▶ _DATASET CONTENT_:
-- BEGIN --

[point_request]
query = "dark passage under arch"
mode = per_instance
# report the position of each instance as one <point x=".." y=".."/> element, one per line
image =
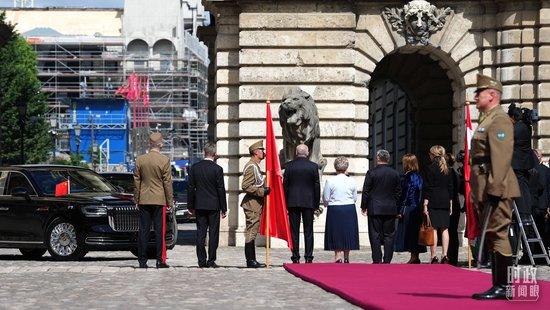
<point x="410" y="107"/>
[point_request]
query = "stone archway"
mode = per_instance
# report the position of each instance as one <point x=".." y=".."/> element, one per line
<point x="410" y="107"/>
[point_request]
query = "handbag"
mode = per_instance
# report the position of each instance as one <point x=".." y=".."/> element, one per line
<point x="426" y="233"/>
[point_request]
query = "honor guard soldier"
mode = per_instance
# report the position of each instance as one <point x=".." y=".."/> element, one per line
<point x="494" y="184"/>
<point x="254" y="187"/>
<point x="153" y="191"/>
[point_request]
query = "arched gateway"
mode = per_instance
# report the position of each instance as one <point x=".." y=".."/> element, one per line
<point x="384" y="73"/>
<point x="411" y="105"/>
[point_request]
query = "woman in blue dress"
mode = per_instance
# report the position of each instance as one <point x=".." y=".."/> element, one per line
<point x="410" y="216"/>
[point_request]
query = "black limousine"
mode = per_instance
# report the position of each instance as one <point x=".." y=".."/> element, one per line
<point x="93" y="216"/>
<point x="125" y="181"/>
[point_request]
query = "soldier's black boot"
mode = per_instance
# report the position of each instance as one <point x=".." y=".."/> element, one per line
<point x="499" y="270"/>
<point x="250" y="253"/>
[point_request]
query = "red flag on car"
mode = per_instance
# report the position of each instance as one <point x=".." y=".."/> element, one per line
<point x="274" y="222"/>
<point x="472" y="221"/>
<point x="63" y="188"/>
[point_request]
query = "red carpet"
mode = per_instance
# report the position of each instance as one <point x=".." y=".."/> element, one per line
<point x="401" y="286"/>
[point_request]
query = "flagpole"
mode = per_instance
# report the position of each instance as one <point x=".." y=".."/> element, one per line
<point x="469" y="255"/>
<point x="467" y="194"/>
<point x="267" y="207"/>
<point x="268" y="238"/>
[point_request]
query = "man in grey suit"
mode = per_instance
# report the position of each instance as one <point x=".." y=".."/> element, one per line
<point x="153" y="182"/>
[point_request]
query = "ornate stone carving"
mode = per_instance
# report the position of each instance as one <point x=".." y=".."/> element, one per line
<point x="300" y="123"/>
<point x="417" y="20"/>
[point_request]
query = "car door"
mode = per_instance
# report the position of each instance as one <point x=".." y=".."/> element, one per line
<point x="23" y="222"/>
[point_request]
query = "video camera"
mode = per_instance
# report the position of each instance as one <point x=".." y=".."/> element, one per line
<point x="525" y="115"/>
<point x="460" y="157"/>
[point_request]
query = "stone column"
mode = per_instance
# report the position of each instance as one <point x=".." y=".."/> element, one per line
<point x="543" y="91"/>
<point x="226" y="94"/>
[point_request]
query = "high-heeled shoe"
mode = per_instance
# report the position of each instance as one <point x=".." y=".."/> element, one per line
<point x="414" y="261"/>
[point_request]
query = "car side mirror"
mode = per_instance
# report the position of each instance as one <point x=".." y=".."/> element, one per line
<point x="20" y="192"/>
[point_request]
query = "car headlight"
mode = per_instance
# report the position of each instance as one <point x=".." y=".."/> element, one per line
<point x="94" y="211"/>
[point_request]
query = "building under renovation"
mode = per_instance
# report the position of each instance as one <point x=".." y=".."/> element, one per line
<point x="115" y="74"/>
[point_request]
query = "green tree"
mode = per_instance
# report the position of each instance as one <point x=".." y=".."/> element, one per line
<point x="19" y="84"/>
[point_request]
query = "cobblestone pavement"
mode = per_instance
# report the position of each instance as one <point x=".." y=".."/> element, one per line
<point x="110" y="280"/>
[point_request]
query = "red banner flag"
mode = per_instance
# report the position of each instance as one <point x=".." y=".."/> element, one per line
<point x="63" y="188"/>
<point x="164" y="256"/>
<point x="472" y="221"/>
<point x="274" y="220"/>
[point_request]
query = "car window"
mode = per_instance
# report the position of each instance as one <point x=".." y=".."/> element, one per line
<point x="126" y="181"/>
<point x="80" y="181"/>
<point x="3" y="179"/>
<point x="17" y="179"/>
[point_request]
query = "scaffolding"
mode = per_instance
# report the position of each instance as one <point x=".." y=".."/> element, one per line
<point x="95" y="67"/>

-- END --

▶ _GIVEN INSTRUCTION_:
Please pull out every line in the records above that contains the word "black", copying each one in full.

▶ _REPLY_:
query = "black limousine"
query = "soldier's black boot"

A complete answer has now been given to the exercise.